- _WHAT IS ASKED_:
1. According to the interview with indie author John Ellsworth, who at Random declined a book that his agent sent?
2. Continue the interview with indie author John Ellsworth, beginning after its final sentence.

How I Do It: Indie Authors Share the Secrets of Their Success – This Week: John Ellsworth

John Ellsworth

Never quit, successful indie author John Ellsworth tells us, no matter how much rejection you get in those early days. Nowadays, when John releases a new book, through his understanding of Amazon's algorithm and building up a large following on Facebook, he's in the top ten of legal thriller bestsellers. Read our interview with John and find out what his future publishing plans are.

What’s the secret of your success?

I began writing back in the Sixties and Seventies just because I had to write, it had to come out. I sent out a book every couple of years and no one wanted to publish me. I had an agent for a while, he sent a book to Joe Fox at Random, he didn’t want it, etc. But I still wrote. The system was never able to quell that fire inside to just keep doing it. So…by the time KDP came along, lo and behold, I had gotten fairly efficient at stringing sentences together. I had even maybe found a voice. This made KDP an easy choice for me, and I clicked with the first book. People began buying it and leaving reviews, and soon I had enough reviews to land a Bookbub.

- _DATA LINES_:
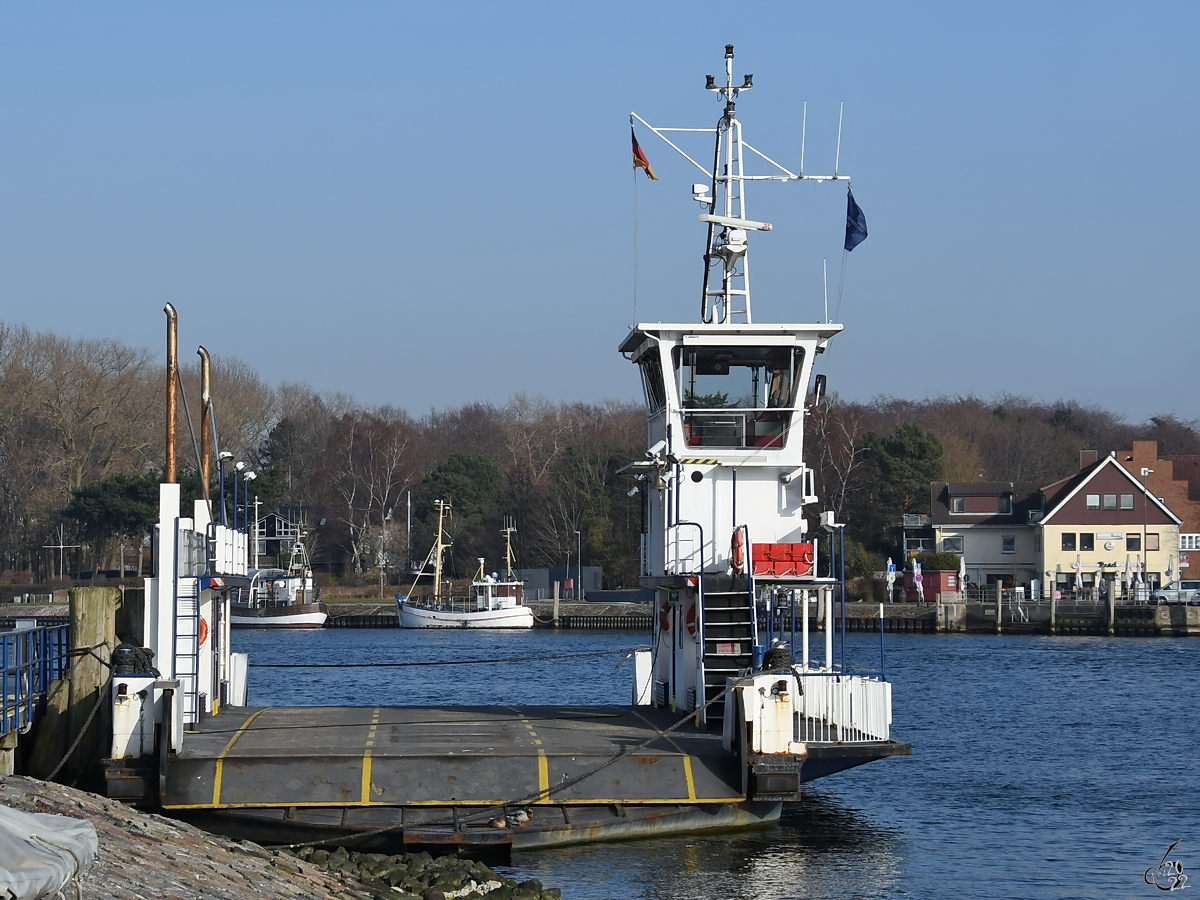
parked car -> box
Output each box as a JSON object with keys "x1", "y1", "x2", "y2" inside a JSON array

- _RESULTS BY TASK_:
1. Joe Fox

2.
But the bottom line “secret” of my success is that I never quit. No matter who had lately rejected my work, I kept writing anyway. Writers are like that.

What’s the single best thing you ever did?

Defendants 2015_kindleUnderstanding how Amazon algorithms worked. The first day I published, I also knew enough about the Amazon algorithms to know that books need sales and velocity in order to be picked up and sold by Amazon. So I used Google Adwords from the first day on for a few months, making sure that I had sales every day for a long stretch. I saw my books moving from the 27th page of the search results for legal thrillers  up to the first page.

Submitting to Bookbub and having my first submission accepted was the second single best thing I did. Without Bookbub, discoverability and visibility would have been extremely difficult, crowded as the legal thriller market was and is. At the time, I also had a backlist of three books, so I had inventory to sell. My Bookbubs have all been freebies as I wanted eyes on my books and wasn’t necessarily doing Bookbubs to make a profit.

Did you get lucky? What happened?

I wrote my first ten books within sixteen months of first publication. With all Bookbubs accounted for, I had given away 500,000 books during my first twenty months. So I had established a readership. About that time, I took Mark Dawson’s court on Facebook advertising and built my mailing list day after day. Right now I have about 8,000 on it, which isn’t a huge number compared to lots and lots of writers, but it’s enough to move the needle and get me in the top ten of legal thriller bestsellers when I release a book. It’s enough to get me in the top three or four of HNR when I put a new book on pre-order.

How do you get/stay in creative mode?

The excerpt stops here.